### Stated goal
Copy nothing but the text: repeat each entry exactly and drop the images.

### Excerpts of annotation records
>> Begin
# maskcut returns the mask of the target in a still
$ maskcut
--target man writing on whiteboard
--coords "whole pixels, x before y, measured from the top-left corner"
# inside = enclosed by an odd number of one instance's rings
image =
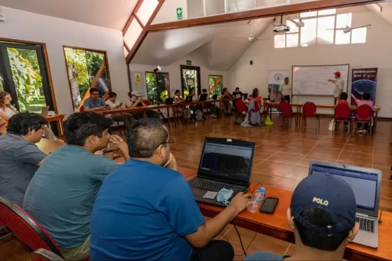
[[[328,81],[333,82],[336,86],[335,90],[333,90],[333,98],[334,103],[336,104],[337,98],[340,96],[340,93],[343,91],[343,86],[344,85],[344,81],[340,77],[340,72],[333,73],[335,75],[335,80],[329,79]]]

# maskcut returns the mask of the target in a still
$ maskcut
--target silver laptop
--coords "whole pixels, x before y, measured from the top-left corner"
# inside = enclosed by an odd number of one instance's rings
[[[356,219],[360,226],[354,242],[377,248],[378,212],[382,172],[347,165],[311,161],[309,174],[317,172],[339,176],[350,185],[356,200]]]

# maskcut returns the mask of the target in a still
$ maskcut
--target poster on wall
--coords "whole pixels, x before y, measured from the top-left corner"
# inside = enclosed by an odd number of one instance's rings
[[[373,104],[376,103],[376,88],[377,85],[377,68],[353,69],[351,94],[357,99],[362,99],[363,94],[370,94]],[[351,99],[351,105],[355,105]]]
[[[279,103],[280,101],[280,85],[284,82],[284,78],[289,77],[289,70],[269,70],[268,71],[268,94],[270,101]]]

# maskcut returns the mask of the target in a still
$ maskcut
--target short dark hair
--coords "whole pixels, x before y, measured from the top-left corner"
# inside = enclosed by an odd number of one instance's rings
[[[117,97],[117,94],[116,94],[114,91],[110,91],[108,96],[109,96],[109,98],[113,98],[113,97]]]
[[[160,119],[143,118],[135,121],[128,133],[129,156],[135,158],[150,158],[154,151],[168,137],[165,124]]]
[[[362,96],[362,98],[365,100],[370,100],[370,94],[365,92],[365,94],[363,94],[363,95]]]
[[[333,225],[333,217],[328,212],[316,208],[305,209],[300,216],[310,224],[318,227]],[[294,219],[302,243],[312,248],[324,251],[335,251],[347,237],[350,230],[339,234],[327,235],[308,230]]]
[[[90,88],[90,94],[92,94],[92,93],[94,91],[99,92],[99,90],[98,89],[98,88]]]
[[[10,134],[27,135],[29,131],[37,131],[47,124],[46,119],[34,112],[20,112],[10,118],[7,131]]]
[[[102,137],[103,130],[110,128],[110,118],[93,112],[75,112],[63,124],[66,143],[85,146],[86,139],[94,135]]]
[[[349,98],[349,96],[347,95],[347,92],[343,91],[340,93],[340,96],[339,97],[340,100],[347,100],[347,98]]]

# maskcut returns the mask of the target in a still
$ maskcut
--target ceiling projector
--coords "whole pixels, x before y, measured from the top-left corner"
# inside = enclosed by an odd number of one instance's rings
[[[275,31],[275,33],[290,31],[290,27],[283,24],[279,25],[274,25],[273,27],[273,31]]]

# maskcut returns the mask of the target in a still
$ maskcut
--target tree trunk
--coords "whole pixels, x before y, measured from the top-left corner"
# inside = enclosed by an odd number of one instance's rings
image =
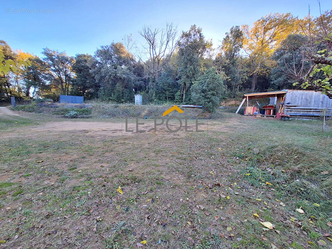
[[[254,73],[252,75],[252,81],[251,82],[251,92],[255,91],[255,88],[257,83],[257,73]]]

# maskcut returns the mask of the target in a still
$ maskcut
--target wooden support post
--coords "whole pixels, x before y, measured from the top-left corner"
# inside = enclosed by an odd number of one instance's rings
[[[15,97],[11,97],[10,100],[12,102],[12,105],[15,107],[16,106],[16,102],[15,101]]]
[[[326,116],[326,110],[324,110],[323,112],[323,132],[325,131],[325,127],[326,125],[326,123],[325,122],[325,117]]]
[[[236,110],[236,111],[235,113],[237,114],[238,112],[239,112],[239,111],[240,111],[240,109],[241,109],[241,107],[242,107],[242,105],[243,104],[243,103],[244,103],[244,101],[246,101],[246,98],[245,98],[242,100],[242,102],[241,102],[241,103],[240,104],[240,105],[239,106],[239,108],[237,109],[237,110]]]

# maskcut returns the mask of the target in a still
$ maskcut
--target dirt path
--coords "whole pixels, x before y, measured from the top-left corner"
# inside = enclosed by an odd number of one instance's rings
[[[9,115],[12,116],[20,116],[6,107],[0,107],[0,116],[2,116],[4,115]]]

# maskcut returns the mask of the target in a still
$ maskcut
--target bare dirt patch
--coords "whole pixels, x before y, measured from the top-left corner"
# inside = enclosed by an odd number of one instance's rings
[[[6,107],[0,107],[0,116],[8,115],[11,116],[19,116],[18,114],[14,113],[11,110],[10,110]]]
>> End
### Expected output
# maskcut returns the mask of the target in a still
$ maskcut
--target man writing on whiteboard
--coords "whole pixels, x before y, measured from the top-left corner"
# inside = enclosed by an odd number of one instance's rings
image =
[[[328,81],[333,82],[336,86],[335,90],[333,90],[333,98],[334,103],[336,104],[337,98],[340,96],[340,93],[343,91],[343,86],[344,85],[344,81],[340,77],[340,72],[333,73],[335,75],[335,80],[329,79]]]

# maskcut returns the mask of the target in a still
$ maskcut
--target silver laptop
--coords "whole pixels, x before y, measured from the top-left corner"
# inside = enclosed by an odd number of one instance's rings
[[[356,219],[360,226],[354,242],[377,248],[378,212],[382,172],[347,165],[311,161],[309,174],[317,172],[339,176],[350,185],[356,200]]]

# maskcut returns the mask of the target in a still
$ maskcut
--target poster on wall
--coords "whole pixels, x before y, measured from the top-left corner"
# inside = enclosed by an odd number of one instance's rings
[[[373,104],[376,103],[376,88],[377,85],[377,68],[353,69],[351,94],[357,99],[362,99],[363,94],[370,94]],[[351,99],[351,105],[355,105]]]
[[[279,103],[280,101],[280,85],[284,82],[284,78],[289,77],[289,70],[269,70],[268,71],[268,94],[270,101]]]

# maskcut returns the mask of the target in a still
$ maskcut
--target short dark hair
--coords "whole pixels, x before y, measured from the top-left corner"
# inside = enclosed by an odd number of one instance's rings
[[[117,97],[117,94],[116,94],[114,91],[110,91],[108,96],[109,96],[109,98],[113,98],[113,97]]]
[[[160,119],[143,118],[135,121],[128,133],[129,156],[135,158],[150,158],[154,151],[168,137],[165,124]]]
[[[362,96],[362,98],[365,100],[370,100],[370,94],[365,92],[365,94],[363,94],[363,95]]]
[[[333,225],[333,217],[328,212],[316,208],[305,209],[300,216],[310,224],[318,227]],[[294,219],[302,243],[312,248],[324,251],[335,251],[347,237],[350,230],[339,234],[327,235],[308,230]]]
[[[90,88],[90,94],[92,94],[92,93],[94,91],[99,92],[99,90],[98,89],[98,88]]]
[[[10,134],[27,135],[29,131],[37,131],[47,124],[46,119],[34,112],[20,112],[10,118],[7,131]]]
[[[102,137],[103,130],[110,128],[110,118],[93,112],[75,112],[63,124],[66,143],[85,146],[86,139],[94,135]]]
[[[349,98],[349,96],[347,95],[347,92],[343,91],[340,93],[340,96],[339,97],[340,100],[347,100],[347,98]]]

# maskcut returns the mask of the target in a still
$ maskcut
--target ceiling projector
--coords "whole pixels, x before y, measured from the top-left corner"
# inside = enclosed by an odd number of one instance's rings
[[[275,31],[275,33],[290,31],[290,27],[283,24],[279,25],[274,25],[273,27],[273,31]]]

# maskcut returns the mask of the target in a still
$ maskcut
--target tree trunk
--coords "whole pixels, x before y, measured from the top-left corner"
# inside = enclosed by an odd number of one instance's rings
image =
[[[254,73],[252,75],[252,81],[251,82],[251,92],[255,91],[255,88],[257,83],[257,73]]]

# maskcut returns the mask of the target in a still
$ maskcut
--target wooden support post
--coords "whole pixels, x before y, measured from the top-left corner"
# inside = enclosed by an odd number of one instance's rings
[[[15,97],[11,97],[10,100],[12,102],[12,105],[15,107],[16,106],[16,102],[15,101]]]
[[[326,116],[326,110],[324,110],[323,112],[323,132],[325,131],[325,127],[326,125],[326,123],[325,122],[325,117]]]
[[[236,110],[236,111],[235,113],[237,114],[238,112],[239,112],[239,111],[240,111],[240,109],[241,109],[241,107],[242,107],[242,105],[243,104],[243,103],[244,103],[244,101],[246,101],[246,98],[245,98],[242,100],[242,102],[241,102],[241,103],[240,104],[240,105],[239,106],[239,108],[237,109],[237,110]]]

# maskcut returns the mask of the target in a still
$ maskcut
--target dirt path
--coords "whole pixels, x before y, measured from the top-left corner"
# inside = enclosed by an odd number of one instance's rings
[[[9,115],[12,116],[20,116],[6,107],[0,107],[0,116],[2,116],[4,115]]]

# maskcut returns the mask of the target in a still
$ maskcut
--target bare dirt patch
--coords "whole pixels, x before y, measured from the top-left corner"
# inside = enclosed by an odd number of one instance's rings
[[[6,107],[0,107],[0,116],[8,115],[11,116],[19,116],[18,114],[14,113],[11,110],[10,110]]]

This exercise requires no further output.